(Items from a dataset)
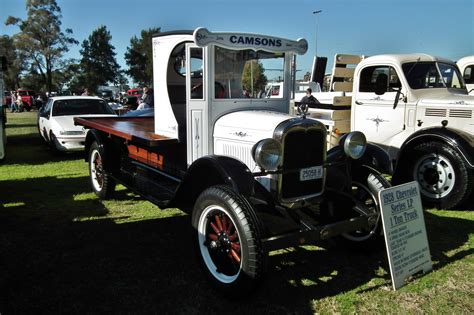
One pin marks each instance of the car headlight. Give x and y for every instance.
(355, 144)
(267, 153)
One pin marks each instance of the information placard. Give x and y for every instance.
(405, 232)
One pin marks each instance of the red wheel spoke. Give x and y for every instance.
(219, 223)
(229, 228)
(224, 223)
(235, 246)
(214, 227)
(233, 237)
(235, 256)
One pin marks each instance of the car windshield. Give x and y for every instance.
(428, 75)
(81, 107)
(245, 73)
(25, 93)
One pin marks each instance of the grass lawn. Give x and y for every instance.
(64, 251)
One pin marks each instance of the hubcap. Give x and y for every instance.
(435, 174)
(219, 243)
(97, 172)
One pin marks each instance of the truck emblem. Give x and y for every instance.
(377, 121)
(239, 134)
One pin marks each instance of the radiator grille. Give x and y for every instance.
(460, 113)
(435, 112)
(302, 149)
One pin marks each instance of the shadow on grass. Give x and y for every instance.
(30, 149)
(150, 267)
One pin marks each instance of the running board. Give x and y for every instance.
(314, 235)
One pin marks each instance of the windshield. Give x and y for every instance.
(246, 73)
(428, 75)
(81, 107)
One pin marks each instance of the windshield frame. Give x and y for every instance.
(429, 80)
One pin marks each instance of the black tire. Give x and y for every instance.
(444, 178)
(227, 241)
(102, 183)
(366, 185)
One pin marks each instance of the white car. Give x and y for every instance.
(56, 120)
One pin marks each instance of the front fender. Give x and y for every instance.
(209, 171)
(374, 156)
(459, 140)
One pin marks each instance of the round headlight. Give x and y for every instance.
(355, 144)
(267, 153)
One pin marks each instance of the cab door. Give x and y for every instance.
(197, 97)
(374, 111)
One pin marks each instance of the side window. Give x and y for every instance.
(45, 110)
(469, 74)
(197, 65)
(379, 79)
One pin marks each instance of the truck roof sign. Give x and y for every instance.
(202, 37)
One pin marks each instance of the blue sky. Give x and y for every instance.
(438, 27)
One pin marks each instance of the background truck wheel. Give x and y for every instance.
(228, 240)
(102, 184)
(442, 173)
(366, 184)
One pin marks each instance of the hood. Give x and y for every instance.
(248, 126)
(67, 122)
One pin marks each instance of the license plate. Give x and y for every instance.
(311, 173)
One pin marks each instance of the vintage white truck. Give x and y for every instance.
(466, 66)
(417, 109)
(252, 177)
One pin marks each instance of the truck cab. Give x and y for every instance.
(252, 177)
(416, 108)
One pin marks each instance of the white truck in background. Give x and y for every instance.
(417, 108)
(466, 66)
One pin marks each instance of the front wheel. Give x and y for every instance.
(444, 178)
(228, 240)
(102, 183)
(366, 184)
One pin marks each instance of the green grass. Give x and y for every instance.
(64, 251)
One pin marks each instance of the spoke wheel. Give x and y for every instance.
(366, 184)
(219, 243)
(227, 240)
(102, 183)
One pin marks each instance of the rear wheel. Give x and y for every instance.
(366, 184)
(102, 183)
(444, 178)
(228, 240)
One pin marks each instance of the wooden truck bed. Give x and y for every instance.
(135, 129)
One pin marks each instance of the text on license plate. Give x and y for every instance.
(311, 173)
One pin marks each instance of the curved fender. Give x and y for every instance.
(209, 171)
(459, 140)
(93, 135)
(374, 156)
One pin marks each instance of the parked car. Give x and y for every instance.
(56, 120)
(28, 97)
(7, 98)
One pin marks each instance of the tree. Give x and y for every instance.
(98, 63)
(139, 57)
(254, 78)
(41, 39)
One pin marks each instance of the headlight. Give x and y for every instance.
(355, 144)
(267, 153)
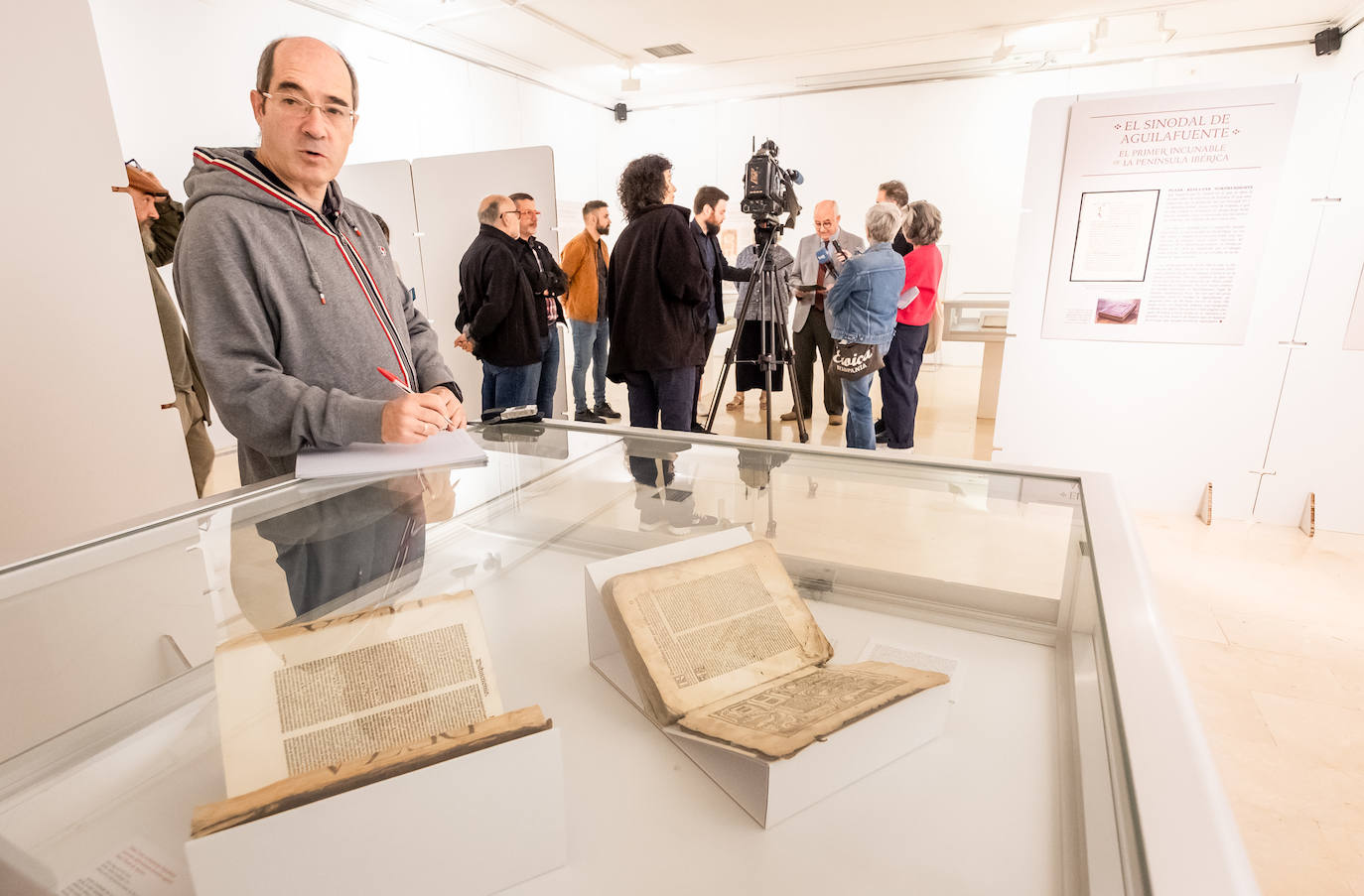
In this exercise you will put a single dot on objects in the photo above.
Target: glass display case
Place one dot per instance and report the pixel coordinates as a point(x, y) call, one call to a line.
point(1072, 760)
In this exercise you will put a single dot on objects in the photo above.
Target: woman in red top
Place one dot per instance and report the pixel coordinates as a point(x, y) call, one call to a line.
point(922, 272)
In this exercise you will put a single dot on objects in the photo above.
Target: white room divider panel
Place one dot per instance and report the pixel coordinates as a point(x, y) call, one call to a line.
point(1317, 441)
point(84, 444)
point(1167, 419)
point(448, 192)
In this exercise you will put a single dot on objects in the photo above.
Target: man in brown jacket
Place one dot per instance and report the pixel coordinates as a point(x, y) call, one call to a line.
point(586, 263)
point(159, 219)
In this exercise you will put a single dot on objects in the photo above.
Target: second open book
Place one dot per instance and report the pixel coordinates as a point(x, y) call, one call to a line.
point(725, 647)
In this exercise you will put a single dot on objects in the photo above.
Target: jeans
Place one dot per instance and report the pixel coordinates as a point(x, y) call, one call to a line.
point(899, 389)
point(509, 386)
point(813, 335)
point(662, 393)
point(549, 372)
point(857, 396)
point(700, 371)
point(590, 344)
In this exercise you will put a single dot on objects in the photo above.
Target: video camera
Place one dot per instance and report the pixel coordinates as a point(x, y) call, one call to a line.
point(769, 192)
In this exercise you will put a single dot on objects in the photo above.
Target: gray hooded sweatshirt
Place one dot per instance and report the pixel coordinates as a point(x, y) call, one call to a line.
point(291, 312)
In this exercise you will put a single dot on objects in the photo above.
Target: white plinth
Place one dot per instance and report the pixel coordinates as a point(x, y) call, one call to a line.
point(768, 790)
point(475, 824)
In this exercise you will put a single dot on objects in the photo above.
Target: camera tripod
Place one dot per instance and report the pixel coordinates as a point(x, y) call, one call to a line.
point(775, 341)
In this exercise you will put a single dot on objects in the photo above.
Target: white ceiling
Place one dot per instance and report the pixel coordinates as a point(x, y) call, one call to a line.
point(587, 48)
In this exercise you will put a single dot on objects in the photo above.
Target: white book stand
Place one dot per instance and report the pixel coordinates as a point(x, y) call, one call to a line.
point(769, 790)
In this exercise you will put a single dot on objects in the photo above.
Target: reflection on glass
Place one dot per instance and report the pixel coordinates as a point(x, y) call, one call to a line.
point(367, 542)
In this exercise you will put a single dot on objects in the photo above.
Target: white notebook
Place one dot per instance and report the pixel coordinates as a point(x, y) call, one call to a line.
point(364, 458)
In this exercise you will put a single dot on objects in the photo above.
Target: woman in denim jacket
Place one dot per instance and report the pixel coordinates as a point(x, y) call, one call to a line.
point(861, 307)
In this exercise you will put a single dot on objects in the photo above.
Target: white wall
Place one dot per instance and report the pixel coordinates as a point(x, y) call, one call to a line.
point(1169, 419)
point(960, 145)
point(181, 75)
point(84, 444)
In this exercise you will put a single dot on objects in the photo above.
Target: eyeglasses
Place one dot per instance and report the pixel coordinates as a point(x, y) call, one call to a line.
point(295, 106)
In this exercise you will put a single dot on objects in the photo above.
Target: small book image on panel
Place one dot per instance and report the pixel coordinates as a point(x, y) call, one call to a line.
point(725, 647)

#### [PROMPT]
Word for word, print all of the data; skip the pictures.

#### [RESPONSE BELOW]
One pin marks each instance of the car headlight. Give x and y for every instance.
(355, 144)
(267, 153)
One pin marks each instance of the information placard. Give x and y for every instance.
(405, 232)
One pin marks each instance of the red wheel spoke. Give x and y for every instance.
(219, 223)
(229, 228)
(224, 223)
(235, 246)
(214, 227)
(233, 237)
(235, 256)
One pin marks each instance of the car windshield. Give x and y for every instance.
(428, 75)
(81, 107)
(245, 73)
(25, 93)
One pin marks each instance of the grass lawn. Give x and y for every instance.
(64, 251)
One pin marks each instance of the hubcap. Give x and y for every instance.
(435, 174)
(219, 243)
(97, 172)
One pin marks each instance of the truck emblem. Give x and y for every instance.
(377, 121)
(239, 134)
One pin marks each instance of the radiator grille. Give x and y for every instance.
(460, 113)
(435, 112)
(302, 149)
One pin marks each instance of the shadow on grass. Give x and y for every instance.
(30, 149)
(150, 267)
One pin marks each instance of the running board. Give x and y for every instance.
(314, 235)
One pin marks each instance of the windshield. Give x and y for every instance.
(246, 73)
(428, 75)
(81, 107)
One pin marks each instance of the windshield frame. Give x and y for every instance.
(429, 80)
One pin marks each instance of the black tire. Give x and y for every instance.
(444, 178)
(227, 241)
(102, 183)
(366, 185)
One pin marks each instance of the white car. Give x and y for every instance.
(56, 120)
One pin marks each instance of the front fender. Give x and y for every instance.
(209, 171)
(374, 156)
(459, 140)
One pin marks each instance of the round headlight. Give x and y for every instance.
(355, 144)
(267, 153)
One pin marks each instance of the cab door. Give x and y for every instance.
(197, 97)
(374, 111)
One pin marks each instance of the side window. Give x and y for every instance.
(45, 110)
(469, 74)
(197, 65)
(379, 79)
One pin marks each instance of the truck roof sign. Give x and y for every instance.
(202, 37)
One pin marks each instance of the blue sky. Give x and y for every instance.
(438, 27)
One pin marks each instance of the background truck wheel. Give x and y for every instance.
(228, 240)
(102, 184)
(442, 173)
(366, 184)
One pin marks each instance of the hood. Give x and y for every instance.
(248, 126)
(67, 122)
One pin marks each instance of the license plate. Give x and y for every instance.
(311, 173)
One pin marks each instance of the vintage white truck. Give x and y for every instance.
(466, 66)
(417, 109)
(252, 177)
One pin marks each instance of the truck cab. Give x and y for every instance.
(252, 177)
(416, 108)
One pin marks each instance of the white truck in background. Give x and y for every instance.
(417, 108)
(466, 66)
One pin marks each instance of the front wheel. Give x and y for every instance.
(444, 178)
(228, 240)
(102, 183)
(366, 184)
One pin marks each instance of the green grass. Give x and y for every instance.
(64, 251)
One pin marks each instance of the spoke wheel. Give x and y for every instance.
(366, 184)
(219, 243)
(227, 240)
(102, 183)
One pin marks each instance of the rear wheel. Give x and y for every instance.
(366, 184)
(102, 183)
(444, 178)
(228, 240)
One pin marks each instance of the wooden truck bed. Give x and y for every instance.
(135, 129)
One pin marks each instance of the text on license plate. Give x and y for every instance.
(311, 173)
One pin marks each instance of the curved fender. Give x and y for every instance.
(209, 171)
(459, 140)
(93, 135)
(374, 156)
One pin marks each instance of the parked car. Give x and y for every instance.
(56, 120)
(28, 97)
(7, 98)
One pin marks each instance of the tree. Give x and y for every instance.
(98, 63)
(139, 57)
(254, 78)
(41, 39)
One pin marks each instance of the headlight. Give x and y for every instance.
(355, 144)
(267, 153)
In this exercise you will put a single dot on objects in the photo above.
Target: glass display case
Place one dot per instance and report the pixel coordinates as a point(x, y) call, one call to a line.
point(1072, 760)
In this exercise you will put a single dot on objects in the photo above.
Target: woman in red top
Place one dot per instance and report the pixel coordinates as a point(x, y) call, one call to a line.
point(922, 272)
In this exercise you will put a single dot on objects in the photo above.
Target: white room divider panel
Place one dot per instance and report the pixel coordinates as a point(x, y) call, one call to a line.
point(1317, 441)
point(84, 444)
point(1167, 419)
point(448, 192)
In this exercise you will put a single dot on objects in the photo above.
Target: man in brown jacket
Place one dot per instance and report the pixel coordinates as a point(x, y) call, one call to a line.
point(586, 263)
point(159, 219)
In this exercise you will put a single dot on objects in the photo above.
Target: second open book
Place one dot per instance and report the pixel coordinates as a point(x, y) call, one call to a line.
point(725, 647)
In this exercise you will put a single dot on objects in the photo above.
Target: jeans
Place one dot per instance and report the pixel coordinates as a point(x, y) call, one call to a line.
point(899, 389)
point(509, 386)
point(813, 335)
point(662, 393)
point(549, 372)
point(857, 396)
point(700, 371)
point(590, 344)
In this exercise you will put a single dot on objects in the photo above.
Target: video camera
Place one dot per instance and report the pixel coordinates as a point(x, y) call, one call to a line.
point(769, 192)
In this exercise you will put a single dot on objects in the photo above.
Target: gray hooded sweatshirt
Place one dot per instance and report the pixel coordinates as a point(x, y) call, one call to a line.
point(291, 312)
In this exercise you will put a single dot on objects in the photo above.
Target: white plinth
Place one dot per instance and report the pixel coordinates as a point(x, y) call, one call to a line.
point(768, 790)
point(475, 824)
In this exercise you will put a single dot on objects in the photo above.
Target: camera tripod
Place one dot per instance and report the pixel coordinates as a point(x, y) call, one call to a line.
point(775, 341)
In this exercise you will put a single dot on objects in the photo above.
Target: white ceiling
Place one dot per instance and report the pixel coordinates as a point(x, y) call, one call to a line.
point(587, 48)
In this exercise you will put a single dot on objects in the photo above.
Target: white book stand
Place one dot per instance and report the pixel coordinates as a point(x, y) call, one call to a line.
point(769, 790)
In this exercise you will put a single dot on objects in the photo above.
Target: reflection on glass
Place one dot per instance and report the pixel coordinates as a point(x, y) call, one call to a line.
point(367, 542)
In this exercise you will put a single dot on objects in the photo above.
Target: white notebook
Place one dot per instance and report the pixel coordinates as a point(x, y) call, one call to a line.
point(364, 458)
In this exercise you will put a single dot on objects in the photo above.
Target: woman in denim jacket
Place one dot per instance and report the pixel coordinates as a point(x, y) call, one call to a line.
point(861, 307)
In this exercise you will put a single dot on objects in the photo above.
Target: white wall
Place one dot per instance and report the pixel coordinates as a point(x, y) call, one call to a line.
point(1169, 419)
point(960, 145)
point(181, 75)
point(84, 444)
In this exercise you will put a single dot on objects in the photo above.
Target: eyeglasses
Place one dot per instance and report the pixel coordinates as a point(x, y) call, one call to a line.
point(295, 106)
In this exercise you will put a single dot on objects in the photo above.
Target: small book image on panel
Place one dot per instance and report the pixel coordinates as a point(x, y) call, one call to a line.
point(725, 647)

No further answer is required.